(Beginning of Input data)
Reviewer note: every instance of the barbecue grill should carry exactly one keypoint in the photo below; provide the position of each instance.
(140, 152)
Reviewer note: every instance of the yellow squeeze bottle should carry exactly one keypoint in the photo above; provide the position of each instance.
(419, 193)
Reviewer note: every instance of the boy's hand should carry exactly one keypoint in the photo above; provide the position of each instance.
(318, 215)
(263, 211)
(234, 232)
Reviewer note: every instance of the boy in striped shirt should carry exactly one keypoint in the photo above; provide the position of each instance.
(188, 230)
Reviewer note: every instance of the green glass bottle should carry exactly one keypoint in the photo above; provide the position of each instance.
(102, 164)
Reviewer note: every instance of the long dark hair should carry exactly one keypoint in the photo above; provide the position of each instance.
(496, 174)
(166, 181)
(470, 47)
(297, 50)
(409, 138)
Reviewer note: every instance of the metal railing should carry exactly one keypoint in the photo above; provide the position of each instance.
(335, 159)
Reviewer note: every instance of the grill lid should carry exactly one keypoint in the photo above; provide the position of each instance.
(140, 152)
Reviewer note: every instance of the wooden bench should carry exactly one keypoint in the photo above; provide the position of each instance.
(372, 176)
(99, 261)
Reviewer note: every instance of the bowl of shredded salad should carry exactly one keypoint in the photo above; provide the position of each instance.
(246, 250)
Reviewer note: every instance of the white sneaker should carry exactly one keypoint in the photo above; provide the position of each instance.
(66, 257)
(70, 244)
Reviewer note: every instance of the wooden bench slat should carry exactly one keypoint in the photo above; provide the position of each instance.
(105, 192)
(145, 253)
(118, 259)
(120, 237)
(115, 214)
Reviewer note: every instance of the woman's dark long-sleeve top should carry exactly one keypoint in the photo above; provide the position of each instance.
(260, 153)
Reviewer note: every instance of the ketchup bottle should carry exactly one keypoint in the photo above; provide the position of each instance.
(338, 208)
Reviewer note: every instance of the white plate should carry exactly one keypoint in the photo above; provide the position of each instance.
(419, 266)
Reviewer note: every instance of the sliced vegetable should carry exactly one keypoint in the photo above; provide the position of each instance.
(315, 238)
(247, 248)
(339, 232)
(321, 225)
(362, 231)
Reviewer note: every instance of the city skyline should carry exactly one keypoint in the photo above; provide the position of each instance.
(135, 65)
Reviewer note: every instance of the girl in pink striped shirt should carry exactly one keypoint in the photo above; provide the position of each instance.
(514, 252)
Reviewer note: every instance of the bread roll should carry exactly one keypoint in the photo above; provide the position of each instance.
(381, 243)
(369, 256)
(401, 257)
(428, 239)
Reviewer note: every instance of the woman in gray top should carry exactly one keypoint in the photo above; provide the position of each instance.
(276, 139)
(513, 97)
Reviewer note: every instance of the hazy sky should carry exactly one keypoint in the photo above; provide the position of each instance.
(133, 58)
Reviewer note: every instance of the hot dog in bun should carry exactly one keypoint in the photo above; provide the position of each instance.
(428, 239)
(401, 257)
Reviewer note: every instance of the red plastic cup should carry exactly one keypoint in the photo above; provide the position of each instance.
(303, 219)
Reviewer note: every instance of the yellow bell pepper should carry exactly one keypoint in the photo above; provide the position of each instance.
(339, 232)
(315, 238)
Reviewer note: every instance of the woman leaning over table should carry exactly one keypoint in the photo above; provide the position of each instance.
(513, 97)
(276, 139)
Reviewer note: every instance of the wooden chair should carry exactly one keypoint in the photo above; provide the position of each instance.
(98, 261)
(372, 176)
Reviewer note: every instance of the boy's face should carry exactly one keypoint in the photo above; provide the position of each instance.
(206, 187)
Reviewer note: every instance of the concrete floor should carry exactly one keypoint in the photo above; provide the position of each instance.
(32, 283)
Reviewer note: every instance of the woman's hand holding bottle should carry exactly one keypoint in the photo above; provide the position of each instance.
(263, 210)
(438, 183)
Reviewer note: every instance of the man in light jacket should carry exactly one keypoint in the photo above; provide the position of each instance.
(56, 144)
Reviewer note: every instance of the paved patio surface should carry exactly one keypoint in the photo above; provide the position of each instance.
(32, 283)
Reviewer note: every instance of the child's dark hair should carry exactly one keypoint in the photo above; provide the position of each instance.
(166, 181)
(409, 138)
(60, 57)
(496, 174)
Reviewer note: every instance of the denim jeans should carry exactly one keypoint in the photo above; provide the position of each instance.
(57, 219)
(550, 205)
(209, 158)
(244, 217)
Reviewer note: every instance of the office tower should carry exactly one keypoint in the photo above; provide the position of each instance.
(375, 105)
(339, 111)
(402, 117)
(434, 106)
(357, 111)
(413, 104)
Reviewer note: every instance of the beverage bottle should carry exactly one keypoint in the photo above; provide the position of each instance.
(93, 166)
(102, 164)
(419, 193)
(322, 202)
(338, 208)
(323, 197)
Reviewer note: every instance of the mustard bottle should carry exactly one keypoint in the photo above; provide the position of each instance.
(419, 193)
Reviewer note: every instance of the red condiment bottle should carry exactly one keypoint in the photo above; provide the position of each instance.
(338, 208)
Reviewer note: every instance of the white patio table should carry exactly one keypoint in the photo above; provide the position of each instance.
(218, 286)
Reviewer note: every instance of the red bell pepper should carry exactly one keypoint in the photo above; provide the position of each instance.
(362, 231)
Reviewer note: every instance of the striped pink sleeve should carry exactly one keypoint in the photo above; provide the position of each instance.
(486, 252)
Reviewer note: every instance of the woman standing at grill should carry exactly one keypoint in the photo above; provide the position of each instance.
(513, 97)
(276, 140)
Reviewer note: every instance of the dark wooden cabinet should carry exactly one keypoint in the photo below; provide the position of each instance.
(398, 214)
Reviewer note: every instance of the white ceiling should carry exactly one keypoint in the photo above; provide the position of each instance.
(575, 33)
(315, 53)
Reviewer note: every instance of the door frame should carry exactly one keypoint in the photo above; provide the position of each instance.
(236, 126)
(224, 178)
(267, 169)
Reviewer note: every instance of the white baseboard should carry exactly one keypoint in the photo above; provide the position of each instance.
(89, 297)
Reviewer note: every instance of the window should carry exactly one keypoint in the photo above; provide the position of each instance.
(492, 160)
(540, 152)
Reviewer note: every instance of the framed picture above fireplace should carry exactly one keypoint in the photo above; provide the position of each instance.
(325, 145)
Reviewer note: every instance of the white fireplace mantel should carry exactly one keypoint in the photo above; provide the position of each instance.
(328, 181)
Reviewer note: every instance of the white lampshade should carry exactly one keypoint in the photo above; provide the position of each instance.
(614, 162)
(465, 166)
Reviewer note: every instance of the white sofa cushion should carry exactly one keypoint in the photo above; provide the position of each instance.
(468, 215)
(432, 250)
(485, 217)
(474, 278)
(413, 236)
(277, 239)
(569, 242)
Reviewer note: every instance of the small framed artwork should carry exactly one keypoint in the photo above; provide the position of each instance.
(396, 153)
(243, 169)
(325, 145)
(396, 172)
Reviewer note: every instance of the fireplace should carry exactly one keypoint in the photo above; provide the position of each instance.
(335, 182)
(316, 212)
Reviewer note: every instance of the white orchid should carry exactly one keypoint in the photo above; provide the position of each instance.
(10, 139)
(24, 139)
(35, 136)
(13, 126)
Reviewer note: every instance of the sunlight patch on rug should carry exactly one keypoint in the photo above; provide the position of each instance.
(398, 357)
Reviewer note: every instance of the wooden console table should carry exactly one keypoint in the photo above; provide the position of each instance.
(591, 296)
(End of Input data)
## Problem requirements
Return the lines above exactly, keeping every word.

## Problem solution
Reviewer note: every instance of the barbecue grill should carry exactly one keypoint in the photo below; provide the position of each instance.
(140, 152)
Reviewer note: every instance of the yellow squeeze bottle should carry exactly one keypoint in the photo above; provide the position of each instance.
(419, 193)
Reviewer note: every instance of the boy's hand should carry exactly one keypoint in the photo above; provide the position of each instance.
(318, 215)
(263, 211)
(234, 232)
Reviewer note: every instance of the boy in striped shirt should carry exactly one keypoint in the photo above; provide the position of each instance.
(188, 230)
Reviewer note: every instance of the green glass bottle should carry exactly one keypoint in the photo above; provide the position of each instance.
(102, 164)
Reviewer note: every instance of the long dark hair should carry exactly one keypoint in the photo above; provide the position of each instance.
(496, 174)
(166, 181)
(470, 47)
(297, 50)
(409, 138)
Reviewer note: every instance of the metal railing should carry exactly one keypoint in the photo above; provide the position of each instance.
(335, 159)
Reviewer note: every instance of the grill lid should carry exactly one keypoint in the photo above; provide the position of each instance.
(140, 152)
Reviewer note: every instance of the wooden bench should carry exactly one keypoint in the photo above; provide the position of each instance.
(372, 176)
(99, 261)
Reviewer note: every instance of the bowl of shredded salad should carry exactly one keypoint in the photo above; provide the position of each instance.
(246, 250)
Reviewer note: every instance of the white sneaker should carry exactly one keypoint in the photo above; provide the position of each instance.
(66, 257)
(70, 244)
Reviewer note: every instance of the wooden bench slat should carry exactly one keypoint in the photo above; provide the position of each instance.
(105, 192)
(145, 253)
(118, 259)
(120, 237)
(115, 214)
Reviewer note: every instance of the woman's dark long-sleeve top should carry exactly one keypoint in the photo above; provide the position of each instance.
(260, 153)
Reviewer note: every instance of the ketchup bottle should carry exactly one keypoint in the photo above; provide the position of each instance.
(338, 208)
Reviewer note: every instance of the white plate should carry exactly one keypoint in the photo above; provide the position of each instance.
(419, 266)
Reviewer note: every instance of the sliced vegetable should carry exactly one keypoint in the photo above; provide the position of each instance.
(315, 238)
(247, 248)
(339, 232)
(321, 225)
(362, 231)
Reviewer note: every instance of the city skyline should carry exactly one keypoint in the photo above; provide the position of each instance.
(135, 65)
Reviewer note: every instance of the girl in pink striped shirt should carry exactly one keypoint in the photo above; provide the position of each instance.
(514, 252)
Reviewer note: every instance of the bread roll should carry exactly one keypoint in the photo above; provide the position of each instance.
(381, 243)
(369, 256)
(401, 257)
(428, 239)
Reviewer note: every instance of the woman in gray top should carry exactly one keypoint in the photo above; provide the position of each instance.
(276, 139)
(513, 97)
Reviewer note: every instance of the hazy sky should carry exactly one keypoint in the photo above; provide the position of each instance.
(133, 58)
Reviewer note: every instance of the hot dog in bun should carry exactly one keypoint in the photo above; provide the position of each instance.
(428, 239)
(401, 257)
Reviewer note: every instance of the red plastic cup should carry exactly one keypoint in the photo above; provide the position of each instance.
(303, 219)
Reviewer note: every instance of the yellow bell pepper should carry exactly one keypoint in the photo above; provide the position of each instance.
(339, 232)
(315, 238)
Reviewer note: every instance of the woman leaning over table should carry exactly one keypoint in the photo above; provide the position of each instance.
(513, 97)
(276, 139)
Reviewer note: every instance of the wooden chair should carry exactly one keypoint in the photo above; provide the position of each instance.
(98, 261)
(372, 176)
Reviewer note: every instance of the boy's face should carry exactly one keypoint in the photo above; provide the position of each instance.
(206, 187)
Reviewer note: every instance of the concrete floor should carry exactly one keypoint in the photo above; provide the position of each instance.
(32, 283)
Reviewer note: every instance of the woman's hand holding bottle should carry exactly one keypoint in the photo above; provide the position of each instance.
(263, 210)
(438, 183)
Reviewer note: every instance of the man in light jacket should carry exactly one keypoint in the photo above; provide the position of each instance.
(56, 144)
Reviewer note: every instance of the paved patio surface should carry exactly one keypoint in the photo above; provide the position of each instance.
(32, 283)
Reviewer note: every instance of the child's dark hair should carry exactly one keypoint in the photo above; provide the position of each instance.
(166, 181)
(409, 138)
(60, 57)
(496, 174)
Reviewer note: every instance of the denim jeans should carry exactly one keypoint in the photo above; provide the position of each instance.
(57, 219)
(550, 205)
(209, 158)
(244, 217)
Reviewer note: every instance of the office tower should carry exactly one keypoint in the photo above; provide the position of each instance.
(375, 105)
(339, 111)
(402, 117)
(434, 106)
(357, 111)
(413, 104)
Reviewer note: every instance of the beverage bottle should carry exactly one keypoint in the photo above; provide the position of each instance.
(93, 166)
(102, 164)
(419, 193)
(322, 202)
(338, 208)
(323, 197)
Reviewer note: every instance of the mustard bottle should carry exactly one keypoint in the photo above; provide the position of each instance.
(419, 193)
Reviewer note: every instance of the red condiment bottle should carry exactly one keypoint in the photo above; provide the position of each instance.
(338, 208)
Reviewer note: every instance of the white patio table should carry exactly one keypoint in the photo above; provide the position of each instance.
(218, 286)
Reviewer note: every instance of the red bell pepper should carry exactly one keypoint in the photo above; provide the position of each instance.
(362, 231)
Reviewer note: every instance of the striped pink sleeve should carry exactly one keypoint in the photo above; provide the position of each instance.
(486, 252)
Reviewer note: every instance of the woman standing at grill should carry exactly one keypoint in the photo above; provide the position of each instance.
(513, 97)
(276, 140)
Reviewer note: every instance of the dark wooden cabinet should carry exactly one keypoint in the photo below; provide the position of each instance.
(398, 214)
Reviewer note: every instance of the white ceiling should carry exactly one keypoint in the photo above; provide the position of each instance.
(575, 33)
(315, 53)
Reviewer note: every instance of the door frame should carry exactly one keypoint in the photo above; provide the position of each instance.
(236, 126)
(224, 178)
(267, 169)
Reviewer note: every instance of the white baseboard should carry exactly one keypoint in the photo above; provide the position of each instance.
(89, 297)
Reviewer note: every instance of the window should carry exactly one keypoint in the photo above; provide the position of each instance.
(492, 160)
(540, 152)
Reviewer note: every instance of the framed picture above fireplace should carry exactly one keypoint in the photo above; provide the position of each instance.
(325, 145)
Reviewer note: every instance of the white fireplace mantel should carry exactly one keypoint in the photo above; provide the position of each instance.
(328, 181)
Reviewer note: every instance of the white lampshade should carry exactly one keypoint in the photo above; provide the position of each instance.
(614, 162)
(465, 166)
Reviewer note: every instance of the white sofa cushion should carry exactly one keypoint in the photo above; provide the position of each instance.
(468, 215)
(432, 250)
(485, 217)
(474, 278)
(413, 236)
(277, 239)
(569, 242)
Reviewer note: every instance of the small framed artwork should carry exactly one keypoint in the photo above; provide the position of each instance.
(396, 153)
(243, 169)
(325, 145)
(396, 172)
Reviewer note: every instance of the fireplace should carry exactly one keypoint in the photo above; provide the position of each instance.
(335, 182)
(316, 212)
Reviewer note: every instance of the white orchid should carry exactly one keypoint in the photo above; provide the position of each instance.
(10, 139)
(24, 139)
(35, 136)
(13, 126)
Reviewer note: every instance of the sunlight patch on rug should carry exactly one keypoint in the photo above; provide the position of each instance.
(398, 357)
Reviewer note: every instance of the wooden console table should carry exactly one keypoint in the photo above; provide the position of each instance.
(591, 296)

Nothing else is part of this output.